--- BEGIN Material ---
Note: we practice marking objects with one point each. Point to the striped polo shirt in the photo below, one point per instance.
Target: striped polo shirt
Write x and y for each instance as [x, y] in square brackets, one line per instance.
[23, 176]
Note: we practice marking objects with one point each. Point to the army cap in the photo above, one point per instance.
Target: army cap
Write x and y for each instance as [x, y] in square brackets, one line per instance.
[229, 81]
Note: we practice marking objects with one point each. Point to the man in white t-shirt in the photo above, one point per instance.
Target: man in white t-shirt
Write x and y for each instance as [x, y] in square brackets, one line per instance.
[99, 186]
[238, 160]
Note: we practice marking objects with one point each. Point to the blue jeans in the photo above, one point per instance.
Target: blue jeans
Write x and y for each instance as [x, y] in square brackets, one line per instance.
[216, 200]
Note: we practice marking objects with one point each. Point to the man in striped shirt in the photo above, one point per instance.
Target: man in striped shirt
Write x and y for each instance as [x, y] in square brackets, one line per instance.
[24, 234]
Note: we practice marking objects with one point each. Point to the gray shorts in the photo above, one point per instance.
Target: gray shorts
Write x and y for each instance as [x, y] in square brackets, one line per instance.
--- END Material ---
» **Task brief**
Rewrite everything from the line containing "to the army" down through the end of the entries, replacing "blue jeans" with "denim jeans" and leaving all else unchanged.

» **Solution for this problem**
Note: we practice marking objects with one point each. Point to the army cap in the photo above, one point per instance.
Target: army cap
Write x and y for each instance as [x, y] in square brackets, one line per instance.
[229, 81]
Note: we practice marking objects with one point each. Point to the man in white t-shirt in the photo above, one point per instance.
Target: man in white t-shirt
Write x and y for each instance as [x, y] in square brackets, one line per instance.
[99, 186]
[238, 160]
Note: we practice marking objects with one point each. Point to the denim jeans in the photo above, one point per instance.
Target: denim jeans
Write x and y for each instance as [x, y] in square brackets, one line per instance.
[216, 200]
Note: we practice marking objects with one point each. Point to the man in striped shirt in the photo above, one point per instance.
Target: man in striped shirt
Write x and y for each instance as [x, y] in square brackets, one line per instance.
[24, 234]
Note: we practice marking objects with one point each. Point to the gray shorts in the photo above, one point per instance.
Target: gray shorts
Write x and y for each instance as [x, y] in square brackets, one line per instance.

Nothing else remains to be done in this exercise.